According to the passage on aortic aneurysms, how many noncontrasted chest CT studies were performed in Moscow in 2022?
Segment Start: Reading passage
According to the World Health Organization, cardiovascular diseases and associated disorders are among the leading causes of death [1]. These diseases include aortic aneurysms, which are known as “silent killers.” They are generally asymptomatic and can result in aortic dissection or rupture, which leads to death in 94%–100% of cases [2, 3]. Very few studies have statistically analyzed the prevalence of thoracic aortic aneurysms [4]. In Russia, the incidence of ascending aortic aneurysms ranges from 0.16% to 1.06%. Notably, a recent large epidemiological study on the incidence of thoracic aortic aneurysms in Russia was performed approximately 40 years ago [5], highlighting the need for further studies.

According to autopsy data collected over 10 years in the Filatov City Clinical Hospital No. 15 (Moscow), a thoracic aortic aneurysm was the cause of death in 0.8% of cases, with aneurysms suspected before death in only 11% of these cases [4]. In the USA, aortic aneurysms are the 17th leading cause of cardiovascular-related death, with an annual prevalence of thoracic aortic aneurysms of approximately 10 per 100,000 of population and an aneurysm rupture prevalence of approximately 1.6 per 100,000 of population [6]. In Sweden, thoracic aneurysms and aortic dissections occur in up to 16.3 per 100,000 of population [7]. According to Yale University data, the annual incidence rates of aneurysm ruptures and aortic dissections are 3.6% and 3.7% of the reported cases, respectively [8].

During screening for lung tumors using chest computed tomography (CT), abnormal thoracic aortic dilatation is detected in up to 8.1% of patients aged >50 years [9, 10].

Opportunistic screening is a prospective and retrospective analysis of relevant cases to identify conditions and risk factors in addition to the target pathology. This strategy eliminates the need for repeated examinations, reducing the patient’s radiation exposure [11].

In 2022, more than 647,000 noncontrasted chest CT studies were performed in Moscow. This number of examinations allows for the opportunistic detection of various pathological conditions, including life-threatening ones such as thoracic aortic dilatation (aneurysm) [12].
Segment End: Reading passage
Segment Start: Source data
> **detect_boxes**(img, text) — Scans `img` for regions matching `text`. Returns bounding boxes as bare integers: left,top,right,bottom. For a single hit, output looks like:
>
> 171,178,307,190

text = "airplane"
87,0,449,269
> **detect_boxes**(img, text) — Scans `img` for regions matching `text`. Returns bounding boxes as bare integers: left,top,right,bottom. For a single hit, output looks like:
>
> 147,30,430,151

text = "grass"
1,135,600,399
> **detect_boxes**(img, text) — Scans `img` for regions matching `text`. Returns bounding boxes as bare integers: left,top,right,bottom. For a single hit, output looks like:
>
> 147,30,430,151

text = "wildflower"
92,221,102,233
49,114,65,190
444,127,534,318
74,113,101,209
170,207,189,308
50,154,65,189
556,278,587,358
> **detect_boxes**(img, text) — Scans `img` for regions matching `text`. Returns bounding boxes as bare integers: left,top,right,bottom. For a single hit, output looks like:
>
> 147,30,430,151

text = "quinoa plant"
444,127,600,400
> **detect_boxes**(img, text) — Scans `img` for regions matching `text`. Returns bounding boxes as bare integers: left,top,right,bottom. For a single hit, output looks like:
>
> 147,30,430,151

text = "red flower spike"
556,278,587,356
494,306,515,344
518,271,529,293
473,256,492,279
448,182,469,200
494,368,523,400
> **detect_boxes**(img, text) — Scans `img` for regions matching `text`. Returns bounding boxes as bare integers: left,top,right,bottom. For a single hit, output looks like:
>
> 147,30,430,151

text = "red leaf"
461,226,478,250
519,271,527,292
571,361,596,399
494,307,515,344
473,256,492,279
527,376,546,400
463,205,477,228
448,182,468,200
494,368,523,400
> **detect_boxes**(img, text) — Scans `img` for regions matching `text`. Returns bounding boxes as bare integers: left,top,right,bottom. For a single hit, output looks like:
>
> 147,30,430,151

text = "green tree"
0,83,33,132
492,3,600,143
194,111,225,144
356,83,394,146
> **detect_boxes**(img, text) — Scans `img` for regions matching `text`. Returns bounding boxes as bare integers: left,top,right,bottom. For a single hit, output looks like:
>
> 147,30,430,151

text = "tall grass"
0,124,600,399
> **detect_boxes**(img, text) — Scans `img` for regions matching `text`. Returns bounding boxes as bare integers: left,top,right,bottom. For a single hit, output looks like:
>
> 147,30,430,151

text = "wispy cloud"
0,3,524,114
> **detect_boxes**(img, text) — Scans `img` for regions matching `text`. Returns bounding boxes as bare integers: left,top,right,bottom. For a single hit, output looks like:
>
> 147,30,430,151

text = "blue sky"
Segment End: Source data
■ Output of the exercise
More than 647,000.